- [WHAT NEEDS TO BE DONE]
What is needed is an exact copy of the line that contains "If you could point to the red" and of all later lines to the end of the records below, with no other lines.
[EXTRACTED INFORMATION]
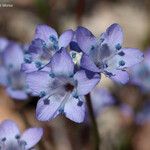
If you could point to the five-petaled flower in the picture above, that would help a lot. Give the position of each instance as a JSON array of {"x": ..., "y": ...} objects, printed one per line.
[
  {"x": 11, "y": 77},
  {"x": 12, "y": 139},
  {"x": 140, "y": 74},
  {"x": 44, "y": 45},
  {"x": 105, "y": 53},
  {"x": 61, "y": 89}
]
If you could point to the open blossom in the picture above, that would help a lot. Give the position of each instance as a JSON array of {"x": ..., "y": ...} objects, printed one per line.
[
  {"x": 143, "y": 116},
  {"x": 44, "y": 45},
  {"x": 61, "y": 89},
  {"x": 105, "y": 53},
  {"x": 12, "y": 139},
  {"x": 10, "y": 76},
  {"x": 140, "y": 74},
  {"x": 3, "y": 44}
]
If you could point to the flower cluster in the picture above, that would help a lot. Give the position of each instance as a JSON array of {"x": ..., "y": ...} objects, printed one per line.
[
  {"x": 63, "y": 70},
  {"x": 140, "y": 74},
  {"x": 11, "y": 58},
  {"x": 12, "y": 139}
]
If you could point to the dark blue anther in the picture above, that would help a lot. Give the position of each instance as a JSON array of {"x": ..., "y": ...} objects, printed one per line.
[
  {"x": 121, "y": 63},
  {"x": 118, "y": 46},
  {"x": 80, "y": 103},
  {"x": 17, "y": 137},
  {"x": 38, "y": 64},
  {"x": 73, "y": 55},
  {"x": 61, "y": 111},
  {"x": 109, "y": 74},
  {"x": 3, "y": 139},
  {"x": 92, "y": 47},
  {"x": 46, "y": 101},
  {"x": 27, "y": 58},
  {"x": 121, "y": 53},
  {"x": 51, "y": 75}
]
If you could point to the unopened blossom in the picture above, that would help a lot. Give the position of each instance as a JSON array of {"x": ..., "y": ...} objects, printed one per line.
[
  {"x": 12, "y": 139},
  {"x": 140, "y": 74},
  {"x": 61, "y": 89},
  {"x": 45, "y": 44},
  {"x": 10, "y": 76},
  {"x": 105, "y": 54}
]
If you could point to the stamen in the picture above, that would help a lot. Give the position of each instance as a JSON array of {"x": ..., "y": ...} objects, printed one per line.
[
  {"x": 121, "y": 53},
  {"x": 27, "y": 58},
  {"x": 80, "y": 103},
  {"x": 42, "y": 93},
  {"x": 118, "y": 46}
]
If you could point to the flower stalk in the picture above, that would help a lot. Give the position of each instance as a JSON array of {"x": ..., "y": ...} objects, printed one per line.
[{"x": 95, "y": 133}]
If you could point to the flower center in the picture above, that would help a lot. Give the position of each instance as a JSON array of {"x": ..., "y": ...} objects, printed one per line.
[{"x": 69, "y": 87}]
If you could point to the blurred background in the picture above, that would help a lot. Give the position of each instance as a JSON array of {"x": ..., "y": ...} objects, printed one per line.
[{"x": 119, "y": 126}]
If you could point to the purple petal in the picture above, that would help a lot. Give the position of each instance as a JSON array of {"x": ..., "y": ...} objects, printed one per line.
[
  {"x": 8, "y": 129},
  {"x": 120, "y": 76},
  {"x": 13, "y": 56},
  {"x": 44, "y": 32},
  {"x": 3, "y": 44},
  {"x": 114, "y": 35},
  {"x": 32, "y": 136},
  {"x": 101, "y": 98},
  {"x": 85, "y": 39},
  {"x": 62, "y": 64},
  {"x": 131, "y": 57},
  {"x": 88, "y": 64},
  {"x": 48, "y": 107},
  {"x": 3, "y": 76},
  {"x": 85, "y": 85},
  {"x": 38, "y": 82},
  {"x": 65, "y": 38},
  {"x": 75, "y": 109},
  {"x": 17, "y": 94},
  {"x": 28, "y": 68}
]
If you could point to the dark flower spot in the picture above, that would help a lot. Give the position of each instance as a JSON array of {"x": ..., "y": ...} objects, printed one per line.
[
  {"x": 73, "y": 55},
  {"x": 121, "y": 63},
  {"x": 42, "y": 93},
  {"x": 27, "y": 58},
  {"x": 51, "y": 75},
  {"x": 46, "y": 101},
  {"x": 118, "y": 46},
  {"x": 80, "y": 103},
  {"x": 92, "y": 47},
  {"x": 69, "y": 87},
  {"x": 121, "y": 53},
  {"x": 109, "y": 74},
  {"x": 61, "y": 111},
  {"x": 38, "y": 64}
]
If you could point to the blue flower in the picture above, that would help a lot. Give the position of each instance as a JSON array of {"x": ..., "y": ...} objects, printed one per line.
[
  {"x": 105, "y": 53},
  {"x": 10, "y": 76},
  {"x": 62, "y": 89},
  {"x": 140, "y": 74},
  {"x": 44, "y": 45},
  {"x": 12, "y": 139}
]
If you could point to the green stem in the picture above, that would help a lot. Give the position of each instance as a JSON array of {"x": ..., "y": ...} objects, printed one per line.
[{"x": 96, "y": 138}]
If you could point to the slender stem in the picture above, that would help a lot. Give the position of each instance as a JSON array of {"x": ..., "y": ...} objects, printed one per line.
[{"x": 95, "y": 132}]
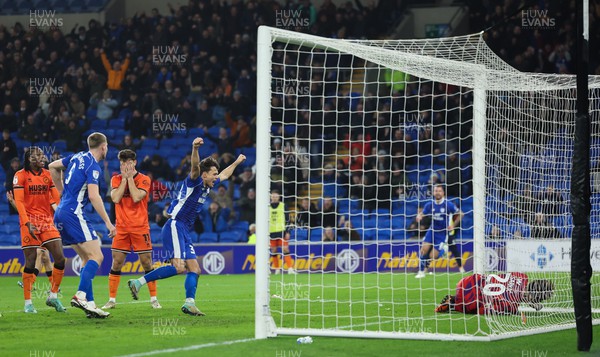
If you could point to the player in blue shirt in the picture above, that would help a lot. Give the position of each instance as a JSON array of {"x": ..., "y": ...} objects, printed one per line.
[
  {"x": 81, "y": 175},
  {"x": 444, "y": 217},
  {"x": 176, "y": 233}
]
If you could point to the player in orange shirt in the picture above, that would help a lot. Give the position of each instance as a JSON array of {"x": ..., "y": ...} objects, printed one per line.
[
  {"x": 130, "y": 194},
  {"x": 35, "y": 198}
]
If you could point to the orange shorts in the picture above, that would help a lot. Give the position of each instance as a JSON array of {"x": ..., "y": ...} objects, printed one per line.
[
  {"x": 44, "y": 234},
  {"x": 278, "y": 240},
  {"x": 125, "y": 242}
]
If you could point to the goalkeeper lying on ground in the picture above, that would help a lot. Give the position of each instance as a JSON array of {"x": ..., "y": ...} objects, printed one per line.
[{"x": 500, "y": 294}]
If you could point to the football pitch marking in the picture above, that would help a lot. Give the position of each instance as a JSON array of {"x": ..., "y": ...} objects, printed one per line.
[{"x": 188, "y": 348}]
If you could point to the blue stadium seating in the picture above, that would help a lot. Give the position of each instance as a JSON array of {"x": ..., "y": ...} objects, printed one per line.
[
  {"x": 60, "y": 146},
  {"x": 299, "y": 234},
  {"x": 118, "y": 123},
  {"x": 316, "y": 235},
  {"x": 232, "y": 236},
  {"x": 240, "y": 226},
  {"x": 150, "y": 144},
  {"x": 208, "y": 237},
  {"x": 195, "y": 132},
  {"x": 98, "y": 125}
]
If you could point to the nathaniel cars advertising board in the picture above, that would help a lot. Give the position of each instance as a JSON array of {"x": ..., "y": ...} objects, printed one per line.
[
  {"x": 392, "y": 256},
  {"x": 545, "y": 255}
]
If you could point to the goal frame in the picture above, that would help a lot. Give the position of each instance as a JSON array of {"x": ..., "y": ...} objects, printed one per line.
[{"x": 264, "y": 323}]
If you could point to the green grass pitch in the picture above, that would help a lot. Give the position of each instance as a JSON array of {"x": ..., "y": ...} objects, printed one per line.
[{"x": 228, "y": 329}]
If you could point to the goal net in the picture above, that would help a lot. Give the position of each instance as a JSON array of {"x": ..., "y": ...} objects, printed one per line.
[{"x": 355, "y": 135}]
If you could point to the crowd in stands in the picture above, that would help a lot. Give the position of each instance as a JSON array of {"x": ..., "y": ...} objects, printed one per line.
[
  {"x": 57, "y": 85},
  {"x": 536, "y": 42},
  {"x": 107, "y": 78}
]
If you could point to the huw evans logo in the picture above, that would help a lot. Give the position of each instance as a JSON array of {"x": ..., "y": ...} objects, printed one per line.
[
  {"x": 538, "y": 19},
  {"x": 169, "y": 55},
  {"x": 45, "y": 87},
  {"x": 167, "y": 123},
  {"x": 44, "y": 19},
  {"x": 291, "y": 19}
]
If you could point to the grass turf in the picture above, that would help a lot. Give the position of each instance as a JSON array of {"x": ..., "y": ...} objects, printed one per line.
[{"x": 228, "y": 301}]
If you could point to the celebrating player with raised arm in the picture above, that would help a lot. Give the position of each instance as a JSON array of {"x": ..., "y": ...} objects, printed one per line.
[
  {"x": 176, "y": 232},
  {"x": 130, "y": 194},
  {"x": 498, "y": 294},
  {"x": 442, "y": 212},
  {"x": 34, "y": 198},
  {"x": 81, "y": 186}
]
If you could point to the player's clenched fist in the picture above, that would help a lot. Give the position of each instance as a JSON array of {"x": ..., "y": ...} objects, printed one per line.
[{"x": 198, "y": 142}]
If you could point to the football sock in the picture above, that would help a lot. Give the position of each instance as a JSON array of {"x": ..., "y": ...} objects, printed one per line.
[
  {"x": 276, "y": 260},
  {"x": 151, "y": 285},
  {"x": 114, "y": 278},
  {"x": 163, "y": 272},
  {"x": 288, "y": 260},
  {"x": 50, "y": 277},
  {"x": 456, "y": 254},
  {"x": 28, "y": 277},
  {"x": 191, "y": 283},
  {"x": 423, "y": 261},
  {"x": 87, "y": 275},
  {"x": 57, "y": 275}
]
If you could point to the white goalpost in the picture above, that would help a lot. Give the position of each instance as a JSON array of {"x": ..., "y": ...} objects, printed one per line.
[{"x": 355, "y": 134}]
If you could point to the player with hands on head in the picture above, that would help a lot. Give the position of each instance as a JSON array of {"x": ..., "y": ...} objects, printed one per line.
[
  {"x": 177, "y": 231},
  {"x": 129, "y": 192}
]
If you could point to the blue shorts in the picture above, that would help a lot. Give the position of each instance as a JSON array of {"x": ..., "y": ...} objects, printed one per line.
[
  {"x": 177, "y": 240},
  {"x": 74, "y": 228},
  {"x": 435, "y": 238}
]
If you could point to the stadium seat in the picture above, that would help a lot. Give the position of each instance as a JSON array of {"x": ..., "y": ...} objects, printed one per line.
[
  {"x": 208, "y": 237},
  {"x": 299, "y": 234},
  {"x": 369, "y": 234},
  {"x": 214, "y": 131},
  {"x": 9, "y": 239},
  {"x": 384, "y": 234},
  {"x": 155, "y": 235},
  {"x": 149, "y": 144},
  {"x": 98, "y": 125},
  {"x": 60, "y": 146},
  {"x": 12, "y": 220},
  {"x": 118, "y": 123},
  {"x": 195, "y": 132},
  {"x": 240, "y": 226},
  {"x": 173, "y": 161},
  {"x": 316, "y": 235},
  {"x": 235, "y": 236}
]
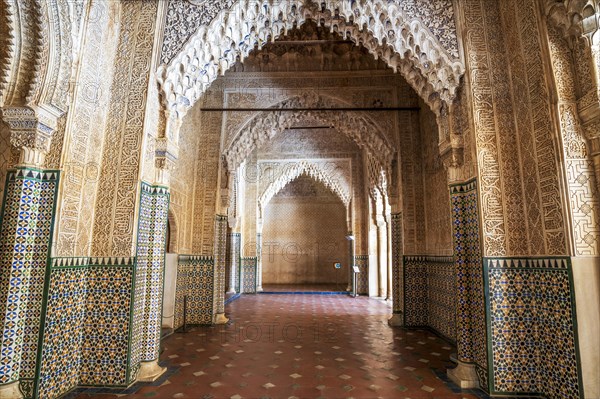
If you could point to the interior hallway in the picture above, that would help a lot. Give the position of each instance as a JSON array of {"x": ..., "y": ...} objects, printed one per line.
[{"x": 304, "y": 346}]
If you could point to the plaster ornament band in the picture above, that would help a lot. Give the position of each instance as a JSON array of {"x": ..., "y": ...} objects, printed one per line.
[
  {"x": 358, "y": 126},
  {"x": 338, "y": 184},
  {"x": 229, "y": 30}
]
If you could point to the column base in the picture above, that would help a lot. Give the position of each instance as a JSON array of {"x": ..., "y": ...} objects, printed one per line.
[
  {"x": 396, "y": 320},
  {"x": 220, "y": 318},
  {"x": 10, "y": 391},
  {"x": 464, "y": 375},
  {"x": 150, "y": 371}
]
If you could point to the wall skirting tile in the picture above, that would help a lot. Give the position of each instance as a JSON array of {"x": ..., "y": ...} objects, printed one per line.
[{"x": 532, "y": 325}]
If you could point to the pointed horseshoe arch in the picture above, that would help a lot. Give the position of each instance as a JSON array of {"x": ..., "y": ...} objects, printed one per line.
[
  {"x": 263, "y": 126},
  {"x": 335, "y": 184},
  {"x": 432, "y": 69}
]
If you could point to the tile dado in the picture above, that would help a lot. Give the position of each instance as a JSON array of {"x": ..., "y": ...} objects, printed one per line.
[
  {"x": 248, "y": 275},
  {"x": 195, "y": 281},
  {"x": 79, "y": 309},
  {"x": 25, "y": 234},
  {"x": 87, "y": 324},
  {"x": 149, "y": 275},
  {"x": 532, "y": 327},
  {"x": 429, "y": 294},
  {"x": 471, "y": 337},
  {"x": 362, "y": 280}
]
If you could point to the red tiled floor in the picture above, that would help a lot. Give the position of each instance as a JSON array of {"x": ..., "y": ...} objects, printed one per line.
[
  {"x": 304, "y": 346},
  {"x": 305, "y": 287}
]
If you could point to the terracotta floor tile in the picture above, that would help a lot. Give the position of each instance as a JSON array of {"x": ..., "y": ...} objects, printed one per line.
[{"x": 304, "y": 346}]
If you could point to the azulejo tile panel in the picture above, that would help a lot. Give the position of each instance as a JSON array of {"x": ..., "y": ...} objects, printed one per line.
[/EXTRACTED INFORMATION]
- [WORKED SOLUTION]
If you could point to the red tiled floor in the picture above, that would help a lot. Give the position of each instance as a JSON array of {"x": ..., "y": ...} objects, printed one per line.
[
  {"x": 304, "y": 346},
  {"x": 305, "y": 287}
]
If you could point to the terracotta floor tile in the picture above, that would help a lot. Give the position of each instance as a JSON array of {"x": ..., "y": ...} objects, printed one per line.
[{"x": 304, "y": 346}]
If you could point to the azulejo tile panel in the picture above, that would help a lot. Give the position of each instance as a JSON array of {"x": ..., "y": ...} objects, printed one per line.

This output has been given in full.